_Problem A_: How would you say this sentence from the passage on measuring muscle sugar uptake in Spanish: "However, this method has an issue in that an advanced operation that takes time to fractionate a cell extract is needed."
_Problem B_: Can you continue the passage on measuring GLUT4 membrane translocation from the point where it stops?
┌─ Quoted passage
For the measurement of insulin-dependent sugar uptake activity in muscles, a method of measuring how sugar uptake changes by insulin in the entire muscle has been used with an uptake amount of radioisotope-labeled 2-deoxyglucose as an indicator. However, this method has a disadvantage in that an increased uptake amount of sugar purely reacting to insulin is not easily measured if sugar uptake in a ground state that is occasionally observed in tissues/organs with high basic energy consumption such as the muscles, in other words sugar uptake activity in an insulin-independent manner, is high (Biochem. Pharmacol., 2003, Vol. 65, page 249-257; and Am. J. Physiol. (Endoclinol Metab), 2002, Vol. 283, page E514-524).
Thus, the most suitable method for more accurate measurement of insulin-dependent sugar uptake activity is to accurately measure the amount of insulin-dependent translocation of an GLUT4 to a cell membrane. A method of tracing intra-cellular altered localization of an intrinsic GLUT4 using a technique such as the western blot method, etc., can be used as well. However, this method has an issue in that an advanced operation that takes time to fractionate a cell extract is needed.
As described above, it is not easy to accurately measure the membrane translocation amount of GLUT4 only, and thus, in a cultured adipose cell strain (3T3L1) with an excellent cultured cell system established, a technique for the measurement of the membrane translocation amount of GLUT4 has been developed by creating a GLUT4 with various types of tags biogenetically transfected be expressed exogenously, etc. (J. Biol. Chem., 2001, Vol. 276 (No. 45), page 42436-42444).
└─
┌─ Excerpted data
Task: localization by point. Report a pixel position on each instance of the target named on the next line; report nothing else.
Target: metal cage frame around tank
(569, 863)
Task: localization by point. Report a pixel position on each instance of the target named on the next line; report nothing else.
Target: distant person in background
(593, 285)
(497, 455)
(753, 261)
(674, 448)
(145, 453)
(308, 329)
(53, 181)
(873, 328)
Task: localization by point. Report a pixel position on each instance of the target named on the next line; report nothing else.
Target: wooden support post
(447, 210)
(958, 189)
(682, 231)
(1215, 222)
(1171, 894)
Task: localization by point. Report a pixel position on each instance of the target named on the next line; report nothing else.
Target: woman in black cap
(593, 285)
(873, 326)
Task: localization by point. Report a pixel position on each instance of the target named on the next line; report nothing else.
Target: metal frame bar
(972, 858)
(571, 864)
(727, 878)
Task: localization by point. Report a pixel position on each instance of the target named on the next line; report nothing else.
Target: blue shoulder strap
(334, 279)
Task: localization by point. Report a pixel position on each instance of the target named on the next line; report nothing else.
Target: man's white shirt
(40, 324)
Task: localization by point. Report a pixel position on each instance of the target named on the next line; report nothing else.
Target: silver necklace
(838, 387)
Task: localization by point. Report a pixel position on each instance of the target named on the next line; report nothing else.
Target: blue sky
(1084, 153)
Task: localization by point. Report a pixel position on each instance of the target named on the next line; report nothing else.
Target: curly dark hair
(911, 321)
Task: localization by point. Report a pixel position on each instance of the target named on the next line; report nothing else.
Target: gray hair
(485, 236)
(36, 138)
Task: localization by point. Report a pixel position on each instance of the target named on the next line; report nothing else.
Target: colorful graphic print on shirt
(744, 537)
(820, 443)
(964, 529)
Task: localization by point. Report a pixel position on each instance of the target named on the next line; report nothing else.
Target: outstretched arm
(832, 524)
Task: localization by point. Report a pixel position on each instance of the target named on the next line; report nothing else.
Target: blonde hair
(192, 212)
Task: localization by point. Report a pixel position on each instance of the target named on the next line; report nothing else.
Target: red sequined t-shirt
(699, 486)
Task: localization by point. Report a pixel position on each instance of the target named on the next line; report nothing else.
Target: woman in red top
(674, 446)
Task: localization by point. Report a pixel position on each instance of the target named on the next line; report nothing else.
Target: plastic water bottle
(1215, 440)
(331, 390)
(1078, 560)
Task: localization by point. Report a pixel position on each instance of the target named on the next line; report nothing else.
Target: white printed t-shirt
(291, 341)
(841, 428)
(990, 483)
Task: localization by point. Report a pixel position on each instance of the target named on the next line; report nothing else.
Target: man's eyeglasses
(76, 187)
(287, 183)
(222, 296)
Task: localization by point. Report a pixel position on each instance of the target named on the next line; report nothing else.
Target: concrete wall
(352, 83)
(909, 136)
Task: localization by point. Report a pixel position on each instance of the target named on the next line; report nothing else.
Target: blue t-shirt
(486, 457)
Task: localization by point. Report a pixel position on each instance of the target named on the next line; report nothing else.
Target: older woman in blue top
└─
_Answer area A_: Sin embargo, este método presenta el problema de que requiere una operación avanzada que lleva tiempo para fraccionar un extracto celular.

_Answer area B_:
Furthermore, research exists in which sugar uptake promoting activity was examined by differentiating myoblast cells C2C12 expressing a GLUT4 with myc tags and treating them with a drug (European J. Pharmacol., 2000, Vol. 410, page 1-5).
However, for differentiation-type myotube cells formed by the fusion of a plurality of myoblast cells, gene transfection is difficult due to the following reasons, and an excellent cultured muscle cell system in which membrane translocation of GLUT4 reacted to insulin has not existed. These reasons include: (1) myotube cells formed by the fusion of a number of myoblast cells and which are highly differentiated cannot be fully adhered after being separated from a culture dish, and hence, gene transfection by an electroporation method often used for cultured adipose cells that are dispersed once cannot be carried out; and (2) gene transfection into undifferentiated myoblast cells can be carried out by various methods; however, myoblast cells transfected with a foreign gene frequently have a decreased differential ability, and occasionally do not become differentiated enough for myotube cells that are sufficiently developed and have insulin responsiveness. Moreover, even if they become differentiated to a certain degree, expression of the foreign gene may be inhibited, and hence, expression of differentiated myotube cells is not expected.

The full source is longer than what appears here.